• [Stated goal]:
Copy the listing below in full and skip every picture.
── Recorded data
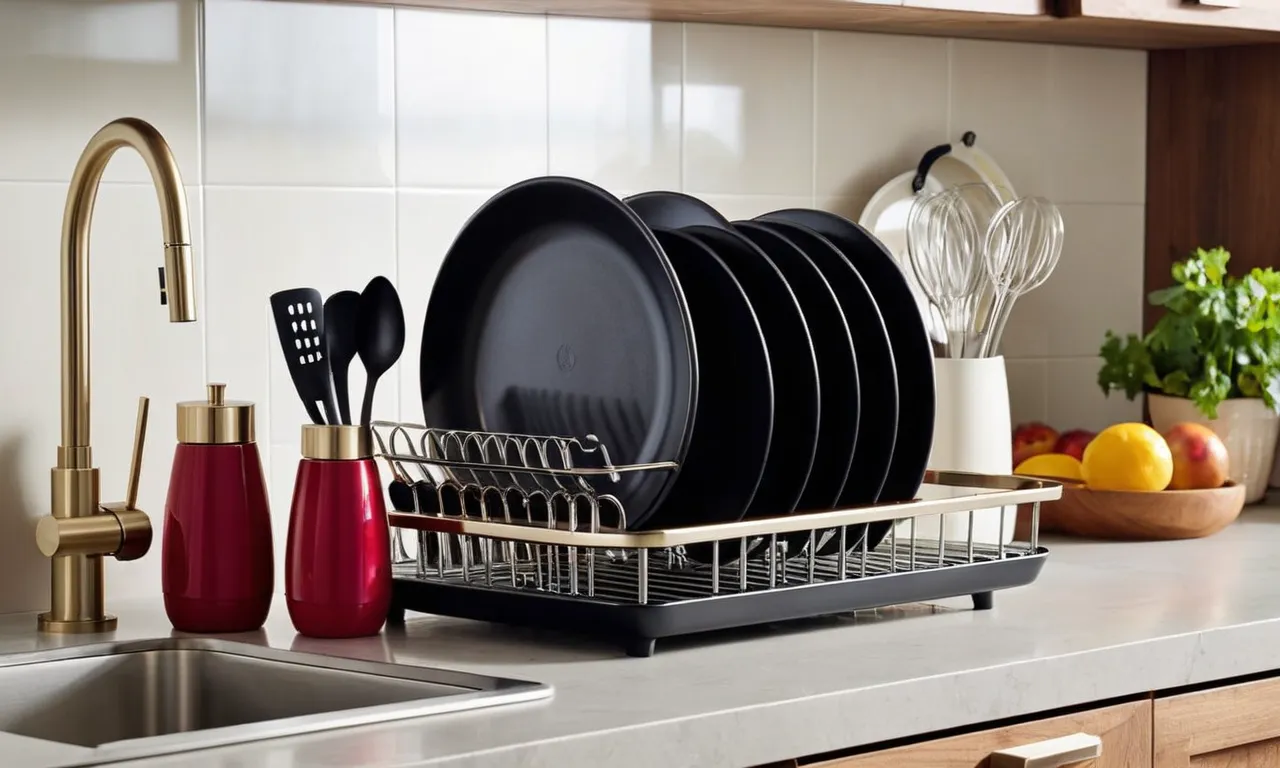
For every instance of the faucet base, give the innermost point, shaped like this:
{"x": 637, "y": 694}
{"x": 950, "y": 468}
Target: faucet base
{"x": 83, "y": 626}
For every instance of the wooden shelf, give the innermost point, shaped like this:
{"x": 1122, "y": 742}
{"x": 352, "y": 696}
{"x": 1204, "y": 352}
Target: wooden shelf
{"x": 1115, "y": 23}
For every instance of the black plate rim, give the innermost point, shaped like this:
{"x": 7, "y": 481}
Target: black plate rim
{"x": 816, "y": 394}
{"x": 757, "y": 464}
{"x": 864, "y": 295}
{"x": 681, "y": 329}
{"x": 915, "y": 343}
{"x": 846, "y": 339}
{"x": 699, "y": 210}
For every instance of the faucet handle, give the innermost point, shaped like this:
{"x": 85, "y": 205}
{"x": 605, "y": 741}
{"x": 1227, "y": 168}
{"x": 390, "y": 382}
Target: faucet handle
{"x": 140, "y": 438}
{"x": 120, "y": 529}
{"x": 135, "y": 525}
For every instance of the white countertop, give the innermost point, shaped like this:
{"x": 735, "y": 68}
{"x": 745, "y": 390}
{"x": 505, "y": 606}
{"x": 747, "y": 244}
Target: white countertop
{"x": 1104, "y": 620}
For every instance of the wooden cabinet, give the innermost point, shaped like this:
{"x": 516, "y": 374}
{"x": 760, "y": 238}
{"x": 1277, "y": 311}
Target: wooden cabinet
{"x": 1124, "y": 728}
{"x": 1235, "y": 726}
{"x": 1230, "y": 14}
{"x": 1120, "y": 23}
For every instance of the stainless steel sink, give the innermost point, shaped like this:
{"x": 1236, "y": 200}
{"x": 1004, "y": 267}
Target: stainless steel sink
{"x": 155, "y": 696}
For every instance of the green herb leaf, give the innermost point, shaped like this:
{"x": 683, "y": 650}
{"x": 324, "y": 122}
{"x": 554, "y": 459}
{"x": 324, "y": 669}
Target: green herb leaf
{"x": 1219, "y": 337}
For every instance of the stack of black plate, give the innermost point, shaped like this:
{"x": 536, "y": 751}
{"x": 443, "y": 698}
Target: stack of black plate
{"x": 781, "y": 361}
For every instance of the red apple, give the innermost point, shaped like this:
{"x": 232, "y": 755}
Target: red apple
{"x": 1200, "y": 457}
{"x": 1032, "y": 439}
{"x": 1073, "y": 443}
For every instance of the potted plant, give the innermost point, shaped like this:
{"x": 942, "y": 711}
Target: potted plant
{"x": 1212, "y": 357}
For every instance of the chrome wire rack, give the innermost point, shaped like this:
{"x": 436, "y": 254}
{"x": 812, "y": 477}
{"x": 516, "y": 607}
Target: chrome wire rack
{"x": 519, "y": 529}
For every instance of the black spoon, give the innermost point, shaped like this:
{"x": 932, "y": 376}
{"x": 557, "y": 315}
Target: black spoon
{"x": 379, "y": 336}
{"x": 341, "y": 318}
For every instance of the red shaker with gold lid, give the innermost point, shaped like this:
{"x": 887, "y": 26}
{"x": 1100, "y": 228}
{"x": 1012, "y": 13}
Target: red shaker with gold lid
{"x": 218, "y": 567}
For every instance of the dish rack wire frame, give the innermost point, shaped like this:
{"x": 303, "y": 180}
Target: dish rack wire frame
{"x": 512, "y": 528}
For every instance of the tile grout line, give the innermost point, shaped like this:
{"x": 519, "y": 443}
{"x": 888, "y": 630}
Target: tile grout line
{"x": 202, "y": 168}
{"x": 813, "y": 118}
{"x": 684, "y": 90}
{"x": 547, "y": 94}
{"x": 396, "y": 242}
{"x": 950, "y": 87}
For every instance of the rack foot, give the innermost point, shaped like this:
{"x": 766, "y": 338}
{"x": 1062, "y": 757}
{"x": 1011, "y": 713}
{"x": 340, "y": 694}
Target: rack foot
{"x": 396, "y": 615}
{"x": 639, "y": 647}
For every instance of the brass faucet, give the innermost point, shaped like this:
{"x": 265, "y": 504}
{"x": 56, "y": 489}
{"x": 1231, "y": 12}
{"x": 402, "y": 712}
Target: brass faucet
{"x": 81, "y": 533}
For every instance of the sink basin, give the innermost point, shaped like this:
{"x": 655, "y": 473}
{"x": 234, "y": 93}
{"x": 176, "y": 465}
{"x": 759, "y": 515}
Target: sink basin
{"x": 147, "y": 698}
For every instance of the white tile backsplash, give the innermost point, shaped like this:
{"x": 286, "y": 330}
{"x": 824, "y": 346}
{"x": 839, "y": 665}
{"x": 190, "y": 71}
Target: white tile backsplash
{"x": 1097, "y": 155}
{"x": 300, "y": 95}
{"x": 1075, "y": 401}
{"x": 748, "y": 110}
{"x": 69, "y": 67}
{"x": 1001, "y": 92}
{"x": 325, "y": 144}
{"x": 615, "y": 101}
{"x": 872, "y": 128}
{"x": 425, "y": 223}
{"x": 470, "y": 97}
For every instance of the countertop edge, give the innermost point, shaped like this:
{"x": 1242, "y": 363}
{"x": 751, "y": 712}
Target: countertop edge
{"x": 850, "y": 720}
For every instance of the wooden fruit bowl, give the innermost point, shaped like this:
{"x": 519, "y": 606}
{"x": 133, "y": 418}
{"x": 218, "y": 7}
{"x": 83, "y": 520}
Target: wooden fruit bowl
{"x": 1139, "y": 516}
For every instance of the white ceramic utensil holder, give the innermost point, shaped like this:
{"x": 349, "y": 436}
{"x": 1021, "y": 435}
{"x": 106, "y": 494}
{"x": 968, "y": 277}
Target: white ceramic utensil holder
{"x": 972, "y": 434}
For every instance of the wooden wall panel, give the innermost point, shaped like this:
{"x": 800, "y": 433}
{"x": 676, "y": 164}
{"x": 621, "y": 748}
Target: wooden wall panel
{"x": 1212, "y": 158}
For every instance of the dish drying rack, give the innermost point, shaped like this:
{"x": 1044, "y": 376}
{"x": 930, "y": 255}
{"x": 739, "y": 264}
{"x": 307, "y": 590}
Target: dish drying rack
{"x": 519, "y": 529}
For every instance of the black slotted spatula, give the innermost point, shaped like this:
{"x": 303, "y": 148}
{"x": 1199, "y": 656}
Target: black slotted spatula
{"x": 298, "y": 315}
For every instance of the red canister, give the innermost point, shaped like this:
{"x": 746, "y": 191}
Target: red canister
────
• [Exercise answer]:
For every instance of the faucet base, give the innermost point, shaped like this:
{"x": 637, "y": 694}
{"x": 950, "y": 468}
Target: faucet base
{"x": 83, "y": 626}
For every instance of the wooden shelf, give the innermost point, shaped like this:
{"x": 1122, "y": 742}
{"x": 352, "y": 696}
{"x": 1204, "y": 352}
Target: wooden shelf
{"x": 1115, "y": 23}
For every instance of the black plate rim, give the innermost point, shaped like this:
{"x": 7, "y": 481}
Target: black plate rim
{"x": 816, "y": 394}
{"x": 757, "y": 464}
{"x": 864, "y": 295}
{"x": 681, "y": 329}
{"x": 915, "y": 343}
{"x": 846, "y": 339}
{"x": 699, "y": 210}
For every instance of the faucet handle, give the innermost point, shaped like this:
{"x": 85, "y": 205}
{"x": 605, "y": 741}
{"x": 1227, "y": 168}
{"x": 390, "y": 382}
Target: faucet handle
{"x": 140, "y": 438}
{"x": 120, "y": 529}
{"x": 135, "y": 525}
For every instance of the white countertop, give the innermost point, shaped like this:
{"x": 735, "y": 68}
{"x": 745, "y": 390}
{"x": 505, "y": 606}
{"x": 747, "y": 244}
Target: white countertop
{"x": 1104, "y": 620}
For every instance of the wooden cabinet, give the innermost point, shaped like this:
{"x": 516, "y": 374}
{"x": 760, "y": 238}
{"x": 1277, "y": 311}
Target: wooden cabinet
{"x": 1124, "y": 728}
{"x": 1235, "y": 726}
{"x": 1230, "y": 14}
{"x": 1120, "y": 23}
For every instance of the stainless steel sink, give the innermost point, shaped like this:
{"x": 1236, "y": 200}
{"x": 1004, "y": 267}
Target: stainless steel sink
{"x": 155, "y": 696}
For every instance of the green herb leaf, give the innermost point, shaped like this:
{"x": 683, "y": 650}
{"x": 324, "y": 122}
{"x": 554, "y": 459}
{"x": 324, "y": 669}
Target: green herb leaf
{"x": 1219, "y": 337}
For every instance of the stack of black plate, give the innermost point, shaped like this:
{"x": 536, "y": 751}
{"x": 443, "y": 698}
Target: stack of black plate
{"x": 781, "y": 361}
For every instance of the red apple, give the innermost point, shaped like this:
{"x": 232, "y": 755}
Target: red apple
{"x": 1200, "y": 457}
{"x": 1032, "y": 439}
{"x": 1073, "y": 443}
For every instance of the potted plant, give the innermost point, shaped like this:
{"x": 942, "y": 711}
Target: potted plant
{"x": 1212, "y": 357}
For every instance of the chrome wire rack, give the innermost point, shaped like this:
{"x": 436, "y": 254}
{"x": 812, "y": 477}
{"x": 516, "y": 607}
Target: chrome wire rack
{"x": 519, "y": 529}
For every instance of the black spoon, give the innermost point, shaped like this:
{"x": 932, "y": 376}
{"x": 557, "y": 315}
Target: black spoon
{"x": 379, "y": 336}
{"x": 341, "y": 318}
For every instance of the red shaker with gold lid, give the innermost point, shaped like this:
{"x": 887, "y": 26}
{"x": 1100, "y": 228}
{"x": 1012, "y": 13}
Target: red shaker with gold lid
{"x": 218, "y": 567}
For every instance of the dish rack wire frame, give the innermost point, shaped like this:
{"x": 303, "y": 180}
Target: dish rack wire frame
{"x": 512, "y": 528}
For every instance of the tile grout line, give the innermost point, shaped like this:
{"x": 519, "y": 443}
{"x": 888, "y": 630}
Target: tile grout line
{"x": 202, "y": 168}
{"x": 813, "y": 118}
{"x": 684, "y": 90}
{"x": 547, "y": 94}
{"x": 396, "y": 242}
{"x": 950, "y": 87}
For every instance of the rack foot, give the innermost point, shaped like this:
{"x": 766, "y": 338}
{"x": 1062, "y": 757}
{"x": 1011, "y": 713}
{"x": 340, "y": 694}
Target: rack foot
{"x": 396, "y": 615}
{"x": 639, "y": 647}
For every instance of the brass faucet, give the innermost point, shaped like this:
{"x": 265, "y": 504}
{"x": 56, "y": 489}
{"x": 1231, "y": 12}
{"x": 402, "y": 712}
Target: brass faucet
{"x": 81, "y": 533}
For every instance of the sink basin, give the innermost point, shaped like this:
{"x": 655, "y": 473}
{"x": 234, "y": 93}
{"x": 176, "y": 465}
{"x": 759, "y": 515}
Target: sink basin
{"x": 147, "y": 698}
For every instance of the white tile backsplash, give the innermost point, shaped like this:
{"x": 286, "y": 330}
{"x": 824, "y": 346}
{"x": 839, "y": 665}
{"x": 190, "y": 71}
Target: white tile backsplash
{"x": 1097, "y": 155}
{"x": 300, "y": 95}
{"x": 1075, "y": 401}
{"x": 748, "y": 110}
{"x": 69, "y": 67}
{"x": 1001, "y": 92}
{"x": 325, "y": 144}
{"x": 615, "y": 101}
{"x": 872, "y": 128}
{"x": 425, "y": 223}
{"x": 470, "y": 97}
For every instance of the countertop edge, give the innermost point, shaped like this:
{"x": 1242, "y": 363}
{"x": 751, "y": 712}
Target: countertop edge
{"x": 850, "y": 720}
For every instance of the wooden fruit bowl, give the innermost point, shaped like this:
{"x": 519, "y": 606}
{"x": 133, "y": 418}
{"x": 218, "y": 7}
{"x": 83, "y": 520}
Target: wooden fruit bowl
{"x": 1139, "y": 516}
For every instance of the white ceramic utensil holder, give the innermost point, shaped like this:
{"x": 349, "y": 436}
{"x": 1021, "y": 435}
{"x": 106, "y": 494}
{"x": 968, "y": 277}
Target: white ceramic utensil holder
{"x": 972, "y": 434}
For every instance of the wooden wall panel, give the innermost point, shaped like this:
{"x": 800, "y": 433}
{"x": 676, "y": 164}
{"x": 621, "y": 748}
Target: wooden wall panel
{"x": 1212, "y": 158}
For every instance of the dish drying rack, give the innermost point, shaped like this:
{"x": 1044, "y": 376}
{"x": 930, "y": 255}
{"x": 739, "y": 264}
{"x": 307, "y": 590}
Target: dish drying rack
{"x": 519, "y": 529}
For every instance of the black slotted spatula, give the innermost point, shaped like this:
{"x": 303, "y": 148}
{"x": 1199, "y": 656}
Target: black slotted spatula
{"x": 298, "y": 315}
For every instance of the red canister, give the innermost point, shaped like this:
{"x": 746, "y": 191}
Target: red canister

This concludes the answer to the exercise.